- **TASK PROMPT**
Everything from the line containing "Put a dot on each instance of the person in blue" through the last line of the material must be restated word for word, and only that.

- **RECORDS TO USE**

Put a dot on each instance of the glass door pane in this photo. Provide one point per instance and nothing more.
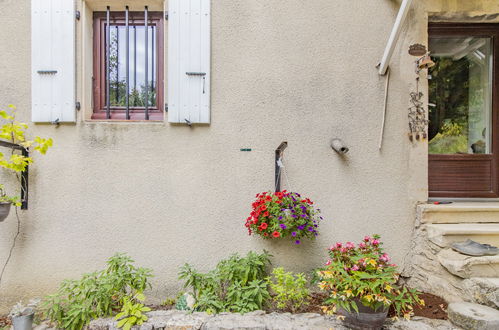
(460, 95)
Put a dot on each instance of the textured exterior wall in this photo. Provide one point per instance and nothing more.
(282, 70)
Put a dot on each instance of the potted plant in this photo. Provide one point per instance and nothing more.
(283, 215)
(22, 316)
(14, 133)
(362, 285)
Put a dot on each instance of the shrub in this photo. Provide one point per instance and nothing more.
(95, 295)
(235, 285)
(363, 273)
(290, 290)
(283, 214)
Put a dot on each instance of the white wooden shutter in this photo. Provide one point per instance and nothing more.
(53, 60)
(189, 61)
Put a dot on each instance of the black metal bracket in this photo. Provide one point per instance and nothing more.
(278, 154)
(24, 174)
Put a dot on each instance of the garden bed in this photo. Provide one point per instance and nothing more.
(258, 320)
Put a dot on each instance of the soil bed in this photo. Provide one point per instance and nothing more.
(434, 308)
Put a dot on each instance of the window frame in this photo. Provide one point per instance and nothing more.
(156, 113)
(468, 175)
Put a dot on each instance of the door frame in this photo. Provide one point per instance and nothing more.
(447, 174)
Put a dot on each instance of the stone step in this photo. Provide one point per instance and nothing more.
(471, 316)
(444, 234)
(459, 212)
(482, 290)
(468, 267)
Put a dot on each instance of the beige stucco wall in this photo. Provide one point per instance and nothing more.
(282, 70)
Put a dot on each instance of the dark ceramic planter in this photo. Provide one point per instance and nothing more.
(4, 210)
(366, 319)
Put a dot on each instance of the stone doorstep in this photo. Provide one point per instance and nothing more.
(444, 234)
(466, 267)
(258, 320)
(473, 316)
(459, 212)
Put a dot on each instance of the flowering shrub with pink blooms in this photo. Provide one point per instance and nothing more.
(363, 274)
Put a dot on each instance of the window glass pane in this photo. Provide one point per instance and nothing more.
(136, 63)
(460, 97)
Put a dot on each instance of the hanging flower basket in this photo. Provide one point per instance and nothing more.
(277, 215)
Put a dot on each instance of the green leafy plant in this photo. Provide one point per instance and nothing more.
(132, 311)
(236, 284)
(14, 132)
(97, 294)
(290, 290)
(363, 274)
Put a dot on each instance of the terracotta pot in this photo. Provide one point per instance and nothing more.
(4, 210)
(366, 319)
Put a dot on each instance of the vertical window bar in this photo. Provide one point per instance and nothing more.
(134, 60)
(127, 64)
(146, 91)
(108, 64)
(152, 55)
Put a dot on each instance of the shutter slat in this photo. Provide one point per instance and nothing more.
(53, 48)
(189, 51)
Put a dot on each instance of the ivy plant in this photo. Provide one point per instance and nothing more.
(98, 294)
(14, 132)
(132, 312)
(237, 284)
(290, 291)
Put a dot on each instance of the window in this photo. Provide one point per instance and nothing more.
(128, 93)
(461, 95)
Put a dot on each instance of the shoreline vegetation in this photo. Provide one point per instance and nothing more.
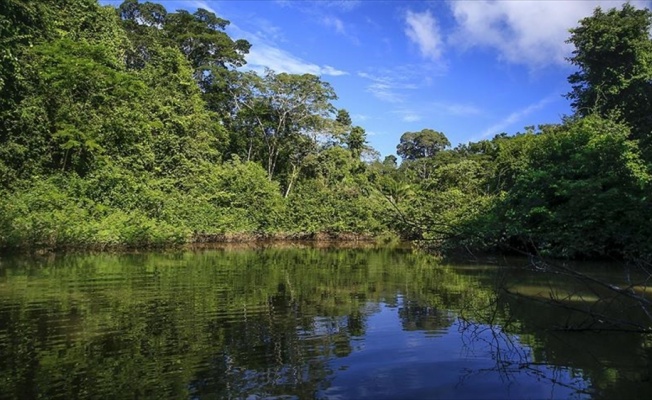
(134, 126)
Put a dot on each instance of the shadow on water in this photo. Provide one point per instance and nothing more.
(299, 322)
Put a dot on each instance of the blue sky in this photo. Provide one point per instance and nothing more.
(470, 69)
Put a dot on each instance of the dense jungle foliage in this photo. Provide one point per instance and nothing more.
(135, 126)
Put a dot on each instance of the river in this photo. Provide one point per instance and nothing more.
(305, 322)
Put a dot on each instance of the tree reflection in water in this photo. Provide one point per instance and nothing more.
(294, 322)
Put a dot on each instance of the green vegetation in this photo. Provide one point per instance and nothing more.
(134, 127)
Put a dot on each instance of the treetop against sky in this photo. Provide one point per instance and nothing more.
(470, 69)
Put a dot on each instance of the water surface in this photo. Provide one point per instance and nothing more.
(300, 323)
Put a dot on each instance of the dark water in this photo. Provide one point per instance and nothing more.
(301, 323)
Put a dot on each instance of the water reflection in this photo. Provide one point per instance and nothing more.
(293, 323)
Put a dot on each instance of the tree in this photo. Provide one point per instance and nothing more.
(355, 141)
(284, 109)
(613, 53)
(423, 144)
(418, 148)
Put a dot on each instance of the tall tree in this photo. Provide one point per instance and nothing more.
(285, 109)
(613, 53)
(418, 148)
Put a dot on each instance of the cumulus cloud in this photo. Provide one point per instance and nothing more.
(422, 29)
(530, 32)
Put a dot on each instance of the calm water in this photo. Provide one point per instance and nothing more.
(300, 323)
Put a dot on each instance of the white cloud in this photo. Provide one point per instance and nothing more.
(263, 56)
(517, 116)
(264, 53)
(386, 87)
(335, 23)
(422, 29)
(457, 109)
(530, 32)
(202, 4)
(408, 115)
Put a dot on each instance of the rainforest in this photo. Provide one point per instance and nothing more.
(137, 127)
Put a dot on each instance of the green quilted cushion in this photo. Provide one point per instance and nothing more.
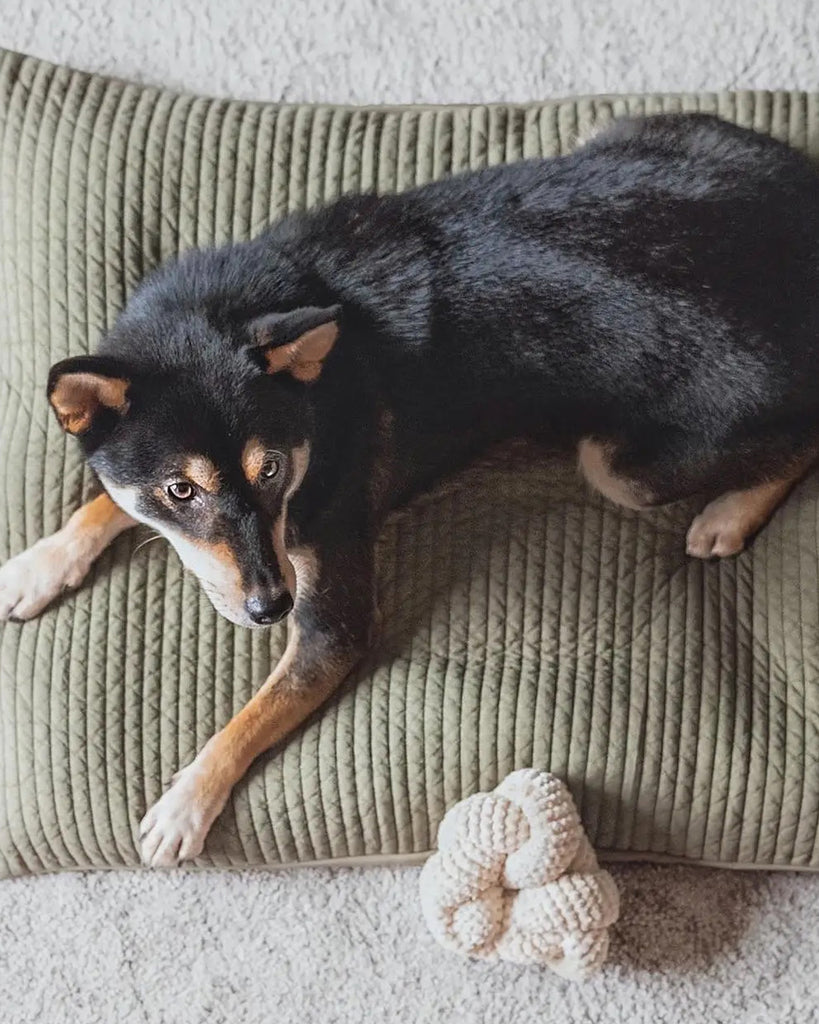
(526, 623)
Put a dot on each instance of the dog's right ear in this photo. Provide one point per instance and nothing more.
(85, 388)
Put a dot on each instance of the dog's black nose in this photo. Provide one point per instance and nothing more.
(265, 608)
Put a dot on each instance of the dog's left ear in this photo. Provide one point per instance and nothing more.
(297, 342)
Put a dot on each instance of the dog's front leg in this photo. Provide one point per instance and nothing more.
(330, 630)
(35, 578)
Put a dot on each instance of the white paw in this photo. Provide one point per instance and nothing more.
(32, 580)
(175, 826)
(713, 536)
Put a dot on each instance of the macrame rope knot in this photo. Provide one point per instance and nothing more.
(516, 879)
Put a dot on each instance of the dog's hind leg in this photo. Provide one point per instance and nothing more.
(32, 580)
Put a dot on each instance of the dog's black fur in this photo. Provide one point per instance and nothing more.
(657, 290)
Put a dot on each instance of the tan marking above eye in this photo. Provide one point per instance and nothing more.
(254, 456)
(200, 470)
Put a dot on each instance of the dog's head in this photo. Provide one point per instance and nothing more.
(204, 433)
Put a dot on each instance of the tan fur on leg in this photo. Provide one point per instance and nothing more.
(724, 526)
(175, 828)
(34, 579)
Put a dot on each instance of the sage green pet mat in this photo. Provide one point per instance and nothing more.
(526, 623)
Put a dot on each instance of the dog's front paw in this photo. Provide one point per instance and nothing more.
(32, 580)
(175, 827)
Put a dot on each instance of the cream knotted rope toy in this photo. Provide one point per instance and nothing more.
(516, 879)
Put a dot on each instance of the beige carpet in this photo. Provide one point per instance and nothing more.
(349, 946)
(310, 945)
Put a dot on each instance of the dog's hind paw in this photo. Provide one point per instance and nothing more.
(175, 827)
(713, 537)
(31, 581)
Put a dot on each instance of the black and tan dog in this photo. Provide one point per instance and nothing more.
(651, 300)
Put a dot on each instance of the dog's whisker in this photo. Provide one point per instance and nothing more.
(156, 537)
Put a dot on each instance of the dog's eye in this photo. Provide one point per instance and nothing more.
(269, 469)
(181, 491)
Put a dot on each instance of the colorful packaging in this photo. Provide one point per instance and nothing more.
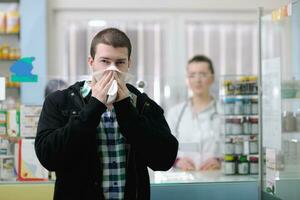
(29, 115)
(7, 168)
(12, 22)
(2, 22)
(29, 167)
(13, 123)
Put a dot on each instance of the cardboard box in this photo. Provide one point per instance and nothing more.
(29, 117)
(13, 123)
(7, 171)
(29, 167)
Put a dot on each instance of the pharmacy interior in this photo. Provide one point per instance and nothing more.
(256, 87)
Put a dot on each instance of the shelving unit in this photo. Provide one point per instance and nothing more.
(9, 53)
(239, 116)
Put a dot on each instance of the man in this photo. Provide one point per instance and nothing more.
(101, 150)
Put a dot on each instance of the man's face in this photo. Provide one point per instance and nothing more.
(199, 77)
(106, 55)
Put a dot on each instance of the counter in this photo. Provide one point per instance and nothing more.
(173, 185)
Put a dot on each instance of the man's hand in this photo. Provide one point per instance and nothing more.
(100, 88)
(185, 164)
(211, 164)
(123, 92)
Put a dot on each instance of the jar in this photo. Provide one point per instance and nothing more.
(238, 107)
(253, 165)
(247, 107)
(288, 121)
(237, 128)
(253, 85)
(229, 166)
(239, 147)
(237, 87)
(243, 165)
(229, 148)
(7, 168)
(298, 120)
(244, 85)
(254, 125)
(253, 147)
(254, 106)
(246, 125)
(4, 147)
(228, 87)
(228, 126)
(228, 106)
(2, 116)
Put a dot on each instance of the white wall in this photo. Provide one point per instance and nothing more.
(168, 4)
(166, 7)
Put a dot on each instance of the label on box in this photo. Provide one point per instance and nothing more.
(13, 123)
(7, 167)
(29, 115)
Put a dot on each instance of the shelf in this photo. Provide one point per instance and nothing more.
(253, 96)
(10, 138)
(291, 99)
(244, 137)
(10, 34)
(291, 135)
(239, 116)
(8, 60)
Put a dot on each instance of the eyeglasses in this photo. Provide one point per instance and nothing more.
(199, 75)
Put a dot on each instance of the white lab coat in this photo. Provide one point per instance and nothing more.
(198, 133)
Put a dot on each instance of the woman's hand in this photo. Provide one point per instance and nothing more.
(185, 164)
(123, 92)
(100, 88)
(210, 164)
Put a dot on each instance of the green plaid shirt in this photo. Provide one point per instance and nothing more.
(112, 152)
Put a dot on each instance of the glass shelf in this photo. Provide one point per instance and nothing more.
(238, 116)
(250, 96)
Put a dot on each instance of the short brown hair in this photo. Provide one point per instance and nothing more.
(113, 37)
(203, 58)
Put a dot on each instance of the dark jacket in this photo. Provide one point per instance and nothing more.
(66, 143)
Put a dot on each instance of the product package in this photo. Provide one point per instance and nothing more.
(29, 167)
(2, 22)
(29, 117)
(7, 171)
(13, 123)
(12, 22)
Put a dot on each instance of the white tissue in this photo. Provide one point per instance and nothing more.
(112, 92)
(124, 76)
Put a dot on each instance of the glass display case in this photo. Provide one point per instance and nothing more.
(239, 124)
(280, 106)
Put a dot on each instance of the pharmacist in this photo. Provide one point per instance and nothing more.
(195, 122)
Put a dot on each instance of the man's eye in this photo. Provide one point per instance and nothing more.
(104, 61)
(120, 62)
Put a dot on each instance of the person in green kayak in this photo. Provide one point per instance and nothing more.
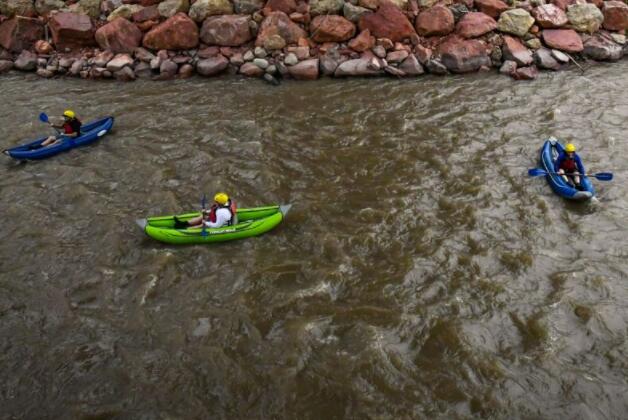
(71, 128)
(222, 213)
(569, 166)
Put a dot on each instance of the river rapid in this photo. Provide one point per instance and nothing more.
(420, 273)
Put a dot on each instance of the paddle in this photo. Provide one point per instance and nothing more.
(601, 176)
(203, 206)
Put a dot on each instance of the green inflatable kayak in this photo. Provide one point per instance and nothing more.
(251, 222)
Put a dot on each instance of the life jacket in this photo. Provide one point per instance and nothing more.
(72, 126)
(231, 206)
(568, 165)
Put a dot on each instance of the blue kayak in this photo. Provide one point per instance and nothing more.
(89, 133)
(549, 153)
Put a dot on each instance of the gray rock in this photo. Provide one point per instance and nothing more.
(508, 68)
(543, 59)
(212, 66)
(126, 74)
(411, 66)
(261, 63)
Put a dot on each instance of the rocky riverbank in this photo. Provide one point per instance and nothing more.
(304, 40)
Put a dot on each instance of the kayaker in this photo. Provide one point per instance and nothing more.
(221, 213)
(71, 128)
(569, 166)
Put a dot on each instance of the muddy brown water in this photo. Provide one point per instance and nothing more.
(420, 274)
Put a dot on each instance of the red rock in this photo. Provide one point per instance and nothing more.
(43, 47)
(563, 39)
(177, 33)
(550, 16)
(147, 13)
(526, 73)
(20, 33)
(72, 30)
(463, 55)
(251, 70)
(226, 30)
(388, 22)
(563, 4)
(438, 20)
(278, 23)
(615, 16)
(119, 36)
(515, 51)
(305, 70)
(331, 28)
(364, 41)
(474, 24)
(147, 26)
(493, 8)
(286, 6)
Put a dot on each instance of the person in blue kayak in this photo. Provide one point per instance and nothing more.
(569, 166)
(71, 128)
(222, 213)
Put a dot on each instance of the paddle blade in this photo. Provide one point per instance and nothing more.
(536, 172)
(603, 176)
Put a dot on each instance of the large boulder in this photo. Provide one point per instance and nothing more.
(464, 55)
(26, 61)
(357, 67)
(331, 28)
(11, 8)
(515, 21)
(602, 49)
(119, 36)
(286, 6)
(202, 9)
(72, 31)
(305, 70)
(493, 8)
(615, 15)
(388, 22)
(125, 11)
(549, 16)
(247, 7)
(514, 50)
(20, 33)
(326, 7)
(226, 30)
(364, 41)
(474, 24)
(212, 66)
(544, 59)
(585, 17)
(44, 7)
(169, 8)
(278, 23)
(438, 20)
(563, 39)
(177, 33)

- **WRITTEN ANSWER**
Put a dot on each instance of the person in blue kayak in this photo. Provide one point per instance and nothing more.
(569, 166)
(71, 128)
(222, 213)
Put a dot on each instance of the paddle blade in this photo. Provide one point per instance and nothing more.
(536, 172)
(603, 176)
Put a dot on each instance of the large boulder in this photo. Provide one point per instance and nothing more.
(464, 55)
(26, 61)
(357, 67)
(331, 28)
(11, 8)
(515, 21)
(602, 49)
(119, 36)
(286, 6)
(202, 9)
(72, 31)
(305, 70)
(493, 8)
(615, 15)
(388, 22)
(125, 11)
(549, 16)
(247, 7)
(514, 50)
(20, 33)
(326, 7)
(226, 30)
(364, 41)
(474, 24)
(212, 66)
(544, 59)
(585, 17)
(44, 7)
(169, 8)
(278, 23)
(438, 20)
(563, 39)
(177, 33)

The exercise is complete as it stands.